START
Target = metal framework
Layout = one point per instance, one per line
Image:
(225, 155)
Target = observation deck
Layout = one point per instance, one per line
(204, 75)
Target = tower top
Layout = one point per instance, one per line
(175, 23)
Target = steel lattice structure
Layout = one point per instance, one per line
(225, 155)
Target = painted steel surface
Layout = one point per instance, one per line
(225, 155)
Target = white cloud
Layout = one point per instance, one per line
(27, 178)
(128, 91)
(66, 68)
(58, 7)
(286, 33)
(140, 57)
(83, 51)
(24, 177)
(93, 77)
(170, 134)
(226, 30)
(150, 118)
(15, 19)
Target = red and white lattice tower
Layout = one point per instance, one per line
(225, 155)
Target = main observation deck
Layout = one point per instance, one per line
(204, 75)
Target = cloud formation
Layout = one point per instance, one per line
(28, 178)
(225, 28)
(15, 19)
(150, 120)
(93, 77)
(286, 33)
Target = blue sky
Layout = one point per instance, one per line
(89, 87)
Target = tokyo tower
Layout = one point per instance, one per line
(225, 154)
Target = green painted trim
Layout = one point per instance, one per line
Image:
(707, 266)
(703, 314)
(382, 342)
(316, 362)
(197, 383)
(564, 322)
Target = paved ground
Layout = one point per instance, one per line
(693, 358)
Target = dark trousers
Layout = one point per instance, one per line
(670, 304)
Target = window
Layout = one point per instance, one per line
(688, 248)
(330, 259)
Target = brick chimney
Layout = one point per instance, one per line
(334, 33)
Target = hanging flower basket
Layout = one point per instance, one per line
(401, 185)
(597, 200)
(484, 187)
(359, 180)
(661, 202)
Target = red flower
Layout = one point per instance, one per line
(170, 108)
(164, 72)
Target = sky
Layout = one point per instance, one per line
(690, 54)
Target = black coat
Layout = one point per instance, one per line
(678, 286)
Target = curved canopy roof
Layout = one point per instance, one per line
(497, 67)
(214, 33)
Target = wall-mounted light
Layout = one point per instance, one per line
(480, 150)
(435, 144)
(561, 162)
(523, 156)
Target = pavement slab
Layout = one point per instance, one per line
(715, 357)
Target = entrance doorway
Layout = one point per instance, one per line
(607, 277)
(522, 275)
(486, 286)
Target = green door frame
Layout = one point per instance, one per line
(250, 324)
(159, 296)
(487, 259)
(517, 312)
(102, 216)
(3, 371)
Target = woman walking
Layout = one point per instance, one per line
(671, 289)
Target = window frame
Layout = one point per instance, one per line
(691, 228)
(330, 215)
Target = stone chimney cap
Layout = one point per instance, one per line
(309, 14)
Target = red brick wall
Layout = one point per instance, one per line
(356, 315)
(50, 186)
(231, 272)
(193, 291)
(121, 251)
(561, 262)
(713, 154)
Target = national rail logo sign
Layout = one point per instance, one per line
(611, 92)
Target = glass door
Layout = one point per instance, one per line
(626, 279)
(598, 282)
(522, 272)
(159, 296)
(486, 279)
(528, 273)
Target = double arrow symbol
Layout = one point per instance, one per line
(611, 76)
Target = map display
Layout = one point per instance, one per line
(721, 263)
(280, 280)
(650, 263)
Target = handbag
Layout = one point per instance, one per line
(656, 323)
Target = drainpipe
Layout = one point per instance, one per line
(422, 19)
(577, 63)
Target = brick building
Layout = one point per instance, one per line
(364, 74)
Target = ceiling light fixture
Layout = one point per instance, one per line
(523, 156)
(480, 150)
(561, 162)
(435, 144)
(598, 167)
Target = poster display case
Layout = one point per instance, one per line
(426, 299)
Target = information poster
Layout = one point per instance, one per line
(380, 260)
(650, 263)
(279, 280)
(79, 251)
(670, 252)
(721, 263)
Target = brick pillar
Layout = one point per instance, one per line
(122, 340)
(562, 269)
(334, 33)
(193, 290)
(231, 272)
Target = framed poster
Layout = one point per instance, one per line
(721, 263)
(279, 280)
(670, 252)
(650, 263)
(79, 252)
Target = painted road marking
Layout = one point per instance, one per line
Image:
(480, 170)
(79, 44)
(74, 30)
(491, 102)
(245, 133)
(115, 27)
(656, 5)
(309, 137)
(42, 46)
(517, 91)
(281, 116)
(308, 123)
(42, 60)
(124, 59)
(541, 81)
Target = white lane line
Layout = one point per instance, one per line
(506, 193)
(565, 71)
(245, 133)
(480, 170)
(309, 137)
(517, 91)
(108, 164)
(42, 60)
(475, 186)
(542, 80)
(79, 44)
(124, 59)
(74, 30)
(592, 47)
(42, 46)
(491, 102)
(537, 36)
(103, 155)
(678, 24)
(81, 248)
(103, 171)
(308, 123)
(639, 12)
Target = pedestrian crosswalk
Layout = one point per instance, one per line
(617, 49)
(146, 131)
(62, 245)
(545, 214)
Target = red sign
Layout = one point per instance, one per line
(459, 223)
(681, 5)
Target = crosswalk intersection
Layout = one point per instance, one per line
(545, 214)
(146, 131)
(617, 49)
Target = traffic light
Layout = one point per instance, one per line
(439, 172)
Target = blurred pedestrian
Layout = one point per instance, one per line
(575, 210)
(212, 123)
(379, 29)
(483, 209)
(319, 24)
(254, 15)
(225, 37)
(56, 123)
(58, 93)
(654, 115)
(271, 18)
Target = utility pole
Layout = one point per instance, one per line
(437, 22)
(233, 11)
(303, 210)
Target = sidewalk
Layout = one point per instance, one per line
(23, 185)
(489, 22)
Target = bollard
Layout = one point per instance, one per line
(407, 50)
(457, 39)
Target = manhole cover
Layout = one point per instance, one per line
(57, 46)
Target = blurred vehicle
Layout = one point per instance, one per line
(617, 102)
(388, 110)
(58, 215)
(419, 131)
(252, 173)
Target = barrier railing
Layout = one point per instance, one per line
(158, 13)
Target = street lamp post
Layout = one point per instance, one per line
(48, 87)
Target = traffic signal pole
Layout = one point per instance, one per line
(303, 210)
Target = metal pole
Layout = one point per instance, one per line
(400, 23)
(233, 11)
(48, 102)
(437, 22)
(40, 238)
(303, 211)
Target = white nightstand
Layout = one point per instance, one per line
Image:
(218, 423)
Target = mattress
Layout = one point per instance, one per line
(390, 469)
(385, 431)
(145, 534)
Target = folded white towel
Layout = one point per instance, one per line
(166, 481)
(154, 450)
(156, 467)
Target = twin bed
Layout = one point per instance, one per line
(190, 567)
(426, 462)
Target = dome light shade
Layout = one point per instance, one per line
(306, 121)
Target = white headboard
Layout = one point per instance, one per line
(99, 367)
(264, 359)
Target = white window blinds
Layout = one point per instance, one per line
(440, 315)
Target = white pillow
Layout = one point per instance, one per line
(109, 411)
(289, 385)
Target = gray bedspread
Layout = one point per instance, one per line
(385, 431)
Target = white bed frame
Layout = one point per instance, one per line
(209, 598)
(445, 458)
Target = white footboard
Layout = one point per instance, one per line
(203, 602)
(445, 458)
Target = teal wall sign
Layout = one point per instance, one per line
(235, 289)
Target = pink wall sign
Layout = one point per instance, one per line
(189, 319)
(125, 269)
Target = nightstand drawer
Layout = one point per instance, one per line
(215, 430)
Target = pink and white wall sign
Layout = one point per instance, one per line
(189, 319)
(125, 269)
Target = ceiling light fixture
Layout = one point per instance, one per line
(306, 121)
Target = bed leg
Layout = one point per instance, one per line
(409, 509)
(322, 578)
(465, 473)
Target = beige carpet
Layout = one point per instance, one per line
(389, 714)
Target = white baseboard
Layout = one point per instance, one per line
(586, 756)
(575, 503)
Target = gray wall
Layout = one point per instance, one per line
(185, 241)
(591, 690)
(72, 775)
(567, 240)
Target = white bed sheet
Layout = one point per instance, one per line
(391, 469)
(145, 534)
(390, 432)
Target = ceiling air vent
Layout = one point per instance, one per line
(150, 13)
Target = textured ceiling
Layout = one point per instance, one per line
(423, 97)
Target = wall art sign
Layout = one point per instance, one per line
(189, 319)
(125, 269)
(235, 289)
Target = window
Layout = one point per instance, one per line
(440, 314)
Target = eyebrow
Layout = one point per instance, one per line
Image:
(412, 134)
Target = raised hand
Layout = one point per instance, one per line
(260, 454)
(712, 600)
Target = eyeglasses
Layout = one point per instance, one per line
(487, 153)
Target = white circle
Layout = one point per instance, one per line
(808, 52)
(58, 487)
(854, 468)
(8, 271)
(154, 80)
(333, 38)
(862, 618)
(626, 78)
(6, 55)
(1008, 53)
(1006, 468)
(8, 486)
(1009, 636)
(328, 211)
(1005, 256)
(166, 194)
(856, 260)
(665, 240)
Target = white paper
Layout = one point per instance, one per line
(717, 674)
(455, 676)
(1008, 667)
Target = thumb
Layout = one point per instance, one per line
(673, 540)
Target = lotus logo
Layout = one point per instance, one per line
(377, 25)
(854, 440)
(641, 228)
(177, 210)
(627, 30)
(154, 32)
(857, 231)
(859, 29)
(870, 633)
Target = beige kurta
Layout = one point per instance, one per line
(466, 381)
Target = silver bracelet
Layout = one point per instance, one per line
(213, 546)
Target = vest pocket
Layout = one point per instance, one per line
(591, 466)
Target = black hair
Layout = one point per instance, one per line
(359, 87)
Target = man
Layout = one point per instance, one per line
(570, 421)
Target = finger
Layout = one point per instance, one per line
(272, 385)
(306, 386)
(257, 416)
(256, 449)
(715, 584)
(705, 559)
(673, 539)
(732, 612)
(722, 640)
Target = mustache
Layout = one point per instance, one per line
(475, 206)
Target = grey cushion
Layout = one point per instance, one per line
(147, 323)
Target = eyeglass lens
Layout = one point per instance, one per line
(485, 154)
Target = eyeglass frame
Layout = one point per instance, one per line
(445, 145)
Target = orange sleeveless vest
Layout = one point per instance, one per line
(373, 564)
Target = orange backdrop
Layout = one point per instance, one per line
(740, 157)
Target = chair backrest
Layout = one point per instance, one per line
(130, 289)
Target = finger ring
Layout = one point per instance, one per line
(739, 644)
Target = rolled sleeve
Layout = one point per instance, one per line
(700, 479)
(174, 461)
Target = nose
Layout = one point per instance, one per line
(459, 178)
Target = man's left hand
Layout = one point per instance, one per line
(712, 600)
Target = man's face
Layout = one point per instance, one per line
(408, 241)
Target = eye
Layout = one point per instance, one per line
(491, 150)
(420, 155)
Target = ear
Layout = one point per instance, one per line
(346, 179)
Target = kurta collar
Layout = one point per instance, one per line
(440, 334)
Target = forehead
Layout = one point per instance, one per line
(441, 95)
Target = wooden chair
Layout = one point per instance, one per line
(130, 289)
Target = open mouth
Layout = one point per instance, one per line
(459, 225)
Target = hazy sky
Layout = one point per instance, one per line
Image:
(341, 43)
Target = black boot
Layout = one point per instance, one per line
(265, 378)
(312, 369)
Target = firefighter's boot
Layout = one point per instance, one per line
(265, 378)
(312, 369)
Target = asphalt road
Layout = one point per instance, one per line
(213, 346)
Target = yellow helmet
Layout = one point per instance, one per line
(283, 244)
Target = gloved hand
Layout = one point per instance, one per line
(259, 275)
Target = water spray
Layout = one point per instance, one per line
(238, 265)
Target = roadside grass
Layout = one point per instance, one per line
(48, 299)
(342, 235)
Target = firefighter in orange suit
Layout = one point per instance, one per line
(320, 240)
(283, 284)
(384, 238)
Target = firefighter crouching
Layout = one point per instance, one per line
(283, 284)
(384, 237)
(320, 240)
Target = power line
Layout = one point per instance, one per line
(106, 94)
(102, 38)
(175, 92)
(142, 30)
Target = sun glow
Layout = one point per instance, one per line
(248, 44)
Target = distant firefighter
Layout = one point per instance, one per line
END
### Exercise prompt
Return exactly the lines from the line bearing "Target = ear" to the end of the records, inclusive of both; include no other lines.

### The response
Target = ear
Layout = one point per instance, one per line
(346, 179)
Target = kurta collar
Layout = one point per instance, one per line
(440, 334)
Target = forehead
Layout = one point per instance, one per line
(441, 95)
Target = wooden chair
Layout = one point per instance, one per line
(130, 289)
Target = open mouth
Layout = one point per instance, one per line
(459, 225)
Target = hazy sky
Layout = one point per instance, one per line
Image:
(341, 43)
Target = black boot
Layout = one point per instance, one per line
(265, 378)
(312, 369)
Target = firefighter's boot
Layout = one point per instance, one per line
(265, 378)
(312, 369)
Target = asphalt road
Layout = one point per instance, one per line
(213, 346)
Target = yellow helmet
Layout = one point per instance, one per line
(283, 244)
Target = gloved hand
Layout = one point per instance, one per line
(259, 275)
Target = water spray
Layout = one point per instance, one per line
(238, 265)
Target = roadside grass
Layout = one point per instance, one per line
(48, 299)
(342, 235)
Target = firefighter in orange suit
Layout = one point per instance, one per line
(320, 240)
(283, 284)
(384, 238)
Target = firefighter crouching
Layout = one point per instance, one per line
(283, 284)
(384, 237)
(320, 240)
Target = power line
Layout = one point per instance, one per line
(106, 94)
(102, 38)
(175, 92)
(142, 30)
Target = sun glow
Layout = one point per instance, one per line
(248, 44)
Target = distant firefighter
Layout = one point per instance, one per line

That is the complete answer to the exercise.